Quote each line of the material verbatim, without the pictures.
* * * * * * *
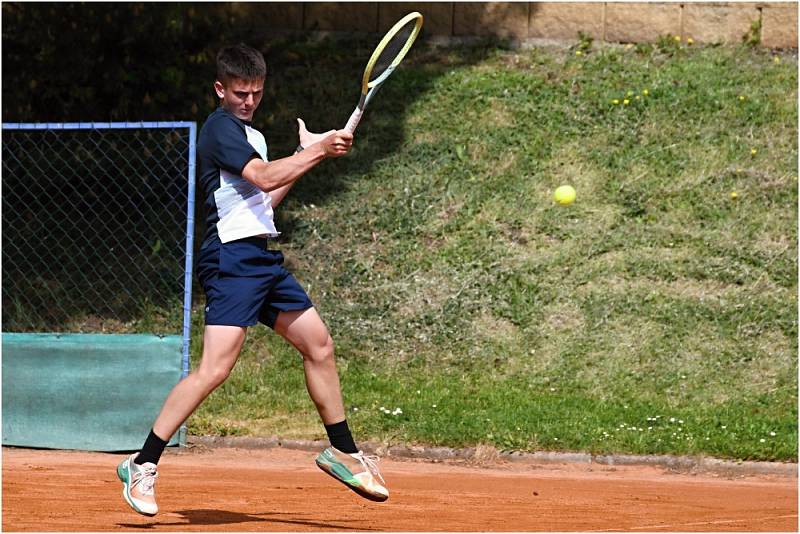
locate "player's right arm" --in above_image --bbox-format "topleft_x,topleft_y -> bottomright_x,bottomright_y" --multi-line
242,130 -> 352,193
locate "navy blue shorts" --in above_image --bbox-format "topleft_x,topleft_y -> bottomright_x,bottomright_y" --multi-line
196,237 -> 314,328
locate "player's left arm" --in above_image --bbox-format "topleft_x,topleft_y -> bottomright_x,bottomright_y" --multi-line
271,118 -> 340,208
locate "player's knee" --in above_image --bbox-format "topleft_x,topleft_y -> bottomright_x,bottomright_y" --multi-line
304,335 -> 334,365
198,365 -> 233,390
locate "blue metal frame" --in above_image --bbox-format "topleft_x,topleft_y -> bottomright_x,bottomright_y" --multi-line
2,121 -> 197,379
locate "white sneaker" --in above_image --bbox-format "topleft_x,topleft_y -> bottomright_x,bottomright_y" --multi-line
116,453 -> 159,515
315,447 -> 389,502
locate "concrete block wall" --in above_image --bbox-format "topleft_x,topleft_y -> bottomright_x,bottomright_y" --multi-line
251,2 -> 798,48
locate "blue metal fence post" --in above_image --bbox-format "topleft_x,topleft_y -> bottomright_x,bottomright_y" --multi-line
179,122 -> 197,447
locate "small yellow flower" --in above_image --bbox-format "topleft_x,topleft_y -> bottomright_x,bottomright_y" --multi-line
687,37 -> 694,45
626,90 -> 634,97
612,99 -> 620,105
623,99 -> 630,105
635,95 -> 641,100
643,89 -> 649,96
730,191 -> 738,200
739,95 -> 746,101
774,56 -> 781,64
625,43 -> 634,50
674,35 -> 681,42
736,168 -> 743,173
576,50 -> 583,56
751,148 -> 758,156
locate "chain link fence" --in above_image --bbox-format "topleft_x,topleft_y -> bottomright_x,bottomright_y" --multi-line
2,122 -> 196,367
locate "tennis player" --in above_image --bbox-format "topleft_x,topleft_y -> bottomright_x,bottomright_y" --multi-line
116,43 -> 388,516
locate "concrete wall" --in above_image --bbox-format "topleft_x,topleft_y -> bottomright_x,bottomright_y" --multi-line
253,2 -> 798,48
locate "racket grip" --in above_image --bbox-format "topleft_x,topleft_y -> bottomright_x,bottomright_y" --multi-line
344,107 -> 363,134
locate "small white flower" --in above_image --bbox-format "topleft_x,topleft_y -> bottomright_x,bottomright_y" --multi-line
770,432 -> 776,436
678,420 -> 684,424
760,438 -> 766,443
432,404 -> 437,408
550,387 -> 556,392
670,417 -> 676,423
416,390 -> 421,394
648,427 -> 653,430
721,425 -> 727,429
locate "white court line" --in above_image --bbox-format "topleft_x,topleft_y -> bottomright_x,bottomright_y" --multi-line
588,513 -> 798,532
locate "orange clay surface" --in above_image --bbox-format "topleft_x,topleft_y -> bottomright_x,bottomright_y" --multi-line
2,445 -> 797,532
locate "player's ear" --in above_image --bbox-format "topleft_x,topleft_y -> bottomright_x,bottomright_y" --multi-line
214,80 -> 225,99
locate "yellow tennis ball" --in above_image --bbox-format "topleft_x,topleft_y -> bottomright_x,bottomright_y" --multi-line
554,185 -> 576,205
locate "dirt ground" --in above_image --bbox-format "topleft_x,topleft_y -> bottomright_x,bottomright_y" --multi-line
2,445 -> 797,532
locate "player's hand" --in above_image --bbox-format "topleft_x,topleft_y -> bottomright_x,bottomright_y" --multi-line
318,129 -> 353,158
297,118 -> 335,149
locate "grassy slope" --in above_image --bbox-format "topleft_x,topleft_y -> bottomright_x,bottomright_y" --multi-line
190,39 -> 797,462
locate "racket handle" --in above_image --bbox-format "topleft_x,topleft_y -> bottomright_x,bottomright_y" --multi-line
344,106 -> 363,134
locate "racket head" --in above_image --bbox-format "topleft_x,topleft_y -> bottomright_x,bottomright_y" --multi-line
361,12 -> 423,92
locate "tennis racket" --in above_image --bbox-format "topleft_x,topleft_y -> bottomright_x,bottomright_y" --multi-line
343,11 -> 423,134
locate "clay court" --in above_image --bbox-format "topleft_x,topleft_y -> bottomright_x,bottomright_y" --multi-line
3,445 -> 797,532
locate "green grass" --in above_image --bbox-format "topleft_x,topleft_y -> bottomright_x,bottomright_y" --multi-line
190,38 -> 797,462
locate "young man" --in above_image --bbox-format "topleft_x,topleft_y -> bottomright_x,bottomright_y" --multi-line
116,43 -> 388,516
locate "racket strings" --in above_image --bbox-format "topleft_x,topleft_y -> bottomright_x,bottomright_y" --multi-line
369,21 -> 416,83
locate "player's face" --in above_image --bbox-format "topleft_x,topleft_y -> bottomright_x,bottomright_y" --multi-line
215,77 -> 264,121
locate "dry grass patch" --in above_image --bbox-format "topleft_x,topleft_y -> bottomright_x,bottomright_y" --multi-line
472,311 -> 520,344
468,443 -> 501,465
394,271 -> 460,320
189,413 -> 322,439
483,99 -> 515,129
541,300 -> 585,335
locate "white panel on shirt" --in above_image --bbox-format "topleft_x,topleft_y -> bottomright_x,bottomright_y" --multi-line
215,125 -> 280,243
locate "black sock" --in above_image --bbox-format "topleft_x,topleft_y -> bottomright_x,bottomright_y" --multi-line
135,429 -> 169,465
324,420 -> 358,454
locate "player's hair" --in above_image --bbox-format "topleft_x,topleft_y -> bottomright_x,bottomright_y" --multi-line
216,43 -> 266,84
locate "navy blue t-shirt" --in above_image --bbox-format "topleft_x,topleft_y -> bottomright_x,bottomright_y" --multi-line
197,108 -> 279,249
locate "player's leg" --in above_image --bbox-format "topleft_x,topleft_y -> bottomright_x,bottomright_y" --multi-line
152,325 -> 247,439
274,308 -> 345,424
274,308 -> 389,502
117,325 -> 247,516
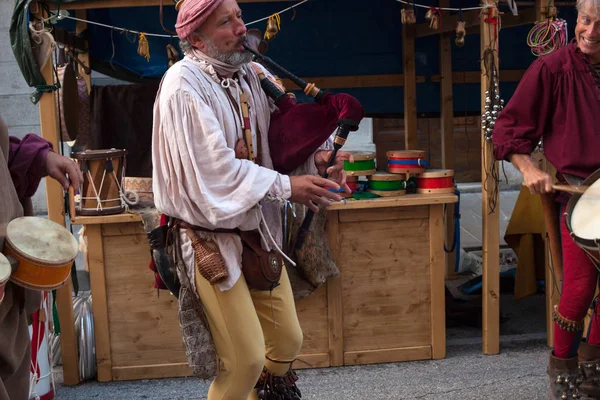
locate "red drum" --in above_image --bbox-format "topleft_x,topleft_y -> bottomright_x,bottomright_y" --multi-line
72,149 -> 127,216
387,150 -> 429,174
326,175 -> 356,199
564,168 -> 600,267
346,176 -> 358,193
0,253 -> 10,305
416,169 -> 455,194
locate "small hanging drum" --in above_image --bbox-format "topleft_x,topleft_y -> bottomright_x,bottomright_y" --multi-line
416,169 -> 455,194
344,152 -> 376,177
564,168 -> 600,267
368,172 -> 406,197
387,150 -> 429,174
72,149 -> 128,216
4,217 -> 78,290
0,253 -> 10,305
* * * * * * *
[Result of the task]
locate "player's right arm" --in above_image --bbox-format "topleft_x,topleft_y -> bottomright_x,bottomright_y" --multi-line
242,130 -> 352,193
locate "navy blue shorts" --in above_image --bbox-format "topleft_x,topleft_y -> bottomright_x,bottomright_y" --multi-line
196,237 -> 314,328
locate "player's left arm" --in above_image --bbox-format "topleft_x,topleft_y -> bottomright_x,bottomright_y" --multi-line
271,118 -> 340,208
locate "player's knee" --in above_image --bbox-format "topleft_x,topleft_y -> bottomright_x,bottomright_y" --multi-line
304,335 -> 334,365
198,365 -> 233,390
locate "blue metal frame" --in above_image --bbox-format "topleft_x,topleft_y -> bottomright_x,bottomright_y" --multi-line
2,121 -> 197,379
locate "white sneaker" --in above_image --bbox-format "topleft_x,topleft_y -> bottomright_x,bottomright_y" --multi-line
116,453 -> 159,515
315,447 -> 389,502
locate "concrete block wall" --in above_image --bbox-format "topleft_x,topleft_y -> bottomright_x,bottomright_y" --multi-line
251,2 -> 798,48
locate "blue metal fence post" --in above_image --bbox-format "topleft_x,topleft_y -> bottomright_x,bottomright_y" --multi-line
179,122 -> 197,447
locate "small yellow flower" --in above_image --bbox-format "topleft_x,topleft_y -> bottomright_x,bottomright_y" --multi-line
687,37 -> 694,45
626,90 -> 634,97
612,99 -> 620,105
623,99 -> 630,105
635,95 -> 641,100
643,89 -> 649,96
730,191 -> 738,200
739,95 -> 746,101
774,56 -> 781,64
625,43 -> 634,50
674,35 -> 681,42
736,168 -> 743,173
576,50 -> 583,56
751,148 -> 758,156
locate "chain link fence" --in above_image --bbox-format "topleft_x,topleft_y -> bottomright_x,bottomright_y" --multi-line
2,122 -> 196,367
locate "tennis player" --in above_image --bbox-format "topleft_x,topleft_y -> bottomright_x,bottomright_y" --multi-line
116,43 -> 388,516
locate "concrete wall" --in above_image --bbox-format "topleft_x,topleft_y -> bottomright_x,bottomright_y" --multi-line
253,2 -> 798,48
locate "racket grip" --in above_image --bbox-format "topleft_x,topleft_y -> bottomright_x,bottomright_y" --multi-line
344,107 -> 363,134
locate "small white flower" --in above_image --bbox-format "topleft_x,topleft_y -> bottomright_x,bottomright_y" --multi-line
770,432 -> 776,436
678,420 -> 684,424
760,438 -> 766,443
432,404 -> 437,408
550,387 -> 556,392
670,417 -> 676,423
416,390 -> 421,394
648,427 -> 653,430
721,425 -> 727,429
locate "white court line" --in above_image --bbox-format "topleft_x,topleft_y -> bottomright_x,bottomright_y" --multi-line
588,513 -> 798,532
locate "orange clay surface" --in above_image --bbox-format "topleft_x,topleft_y -> bottomright_x,bottomright_y" --multi-line
2,445 -> 797,532
locate "player's ear" --in above_image --bbox-format "topleft_x,topleft_y -> bottomright_x,bottomright_y" --multi-line
214,80 -> 225,99
locate "yellow tennis ball" --in above_image --bbox-format "topleft_x,topleft_y -> bottomright_x,bottomright_y" --multi-line
554,185 -> 576,205
locate "dirt ground" --in above_image --bbox-format "topleft_x,topleft_y -> bottomright_x,bottomright_y" --multi-line
2,445 -> 797,532
locate "player's hand" --in above_image --bbox-format "topleft_x,topleft_y -> bottomright_x,bottomright_y" --multi-line
318,129 -> 353,158
297,118 -> 335,149
locate "grassy slope" --in above_image --bbox-format "topleft_x,topleft_y -> bottomright_x,bottomright_y" --multi-line
190,39 -> 797,462
locate "racket handle" --in above_image --bbox-format "topleft_x,topleft_y -> bottomright_x,bottomright_y" --multi-line
344,106 -> 363,134
locate "racket head" --in above_image --bbox-format "topleft_x,topleft_y -> bottomright_x,bottomright_y" --multi-line
361,12 -> 423,92
locate "tennis racket" --in above_image --bbox-format "topleft_x,topleft_y -> bottomright_x,bottomright_y" --multi-line
343,11 -> 423,134
locate "clay court" --in above_image --bbox-format "topleft_x,topleft_y -> bottomright_x,bottomright_y" --multi-line
3,445 -> 797,532
locate "green grass" --in above_image --bbox-format "topleft_x,topleft_y -> bottomright_x,bottomright_y" --multi-line
190,38 -> 797,462
locate "young man" --in above_image --bbox-format "topleft_x,topleft_y -> bottomright_x,bottomright_y" --multi-line
116,43 -> 388,516
locate "racket strings" --in above_image --bbox-format "topleft_x,topleft_y -> bottomright_x,bottomright_y" --multi-line
369,21 -> 416,83
locate "player's face" --in above_image --bbox-format "topleft_x,topleft_y -> bottomright_x,bottomright_y" --multi-line
215,77 -> 264,121
locate "dry grass patch" --in above_image --bbox-format "topleft_x,topleft_y -> bottomright_x,bottomright_y" --multi-line
472,311 -> 520,344
468,443 -> 501,465
394,271 -> 460,320
189,413 -> 322,439
483,99 -> 515,129
541,300 -> 585,335
locate "white panel on shirt" --in above_image --bbox-format "topleft_x,topleft_y -> bottomright_x,bottomright_y" --multi-line
215,125 -> 280,243
locate "black sock" --in above_image --bbox-format "topleft_x,topleft_y -> bottomright_x,bottomright_y" --multi-line
135,429 -> 169,465
324,420 -> 358,454
locate "player's hair" --in above_image --bbox-format "topleft_x,topleft_y -> bottomright_x,bottomright_y" --multi-line
216,43 -> 266,84
locate "navy blue t-shirt" --in above_image --bbox-format "topleft_x,topleft_y -> bottomright_x,bottomright_y" --multi-line
197,108 -> 279,249
locate "player's leg" --in above_image --bbox-format "topleft_x,topleft_y -> bottomright_x,bottomright_y" --multi-line
152,325 -> 247,439
274,308 -> 345,424
274,308 -> 389,502
117,325 -> 247,516
locate "red drum" --in above_image --bbox-format "topleft_x,topleft_y -> bottomright_x,bottomright_y" --multi-line
72,149 -> 127,216
387,150 -> 429,174
326,175 -> 356,199
564,168 -> 600,267
346,176 -> 358,193
0,253 -> 10,305
416,169 -> 455,194
locate "small hanging drum" --in above_image --bbox-format "topleft_x,topleft_y -> bottomright_x,bottomright_y" --multi-line
416,169 -> 455,194
344,152 -> 376,177
564,168 -> 600,267
368,172 -> 406,197
387,150 -> 429,174
72,149 -> 128,216
4,217 -> 78,290
0,253 -> 10,305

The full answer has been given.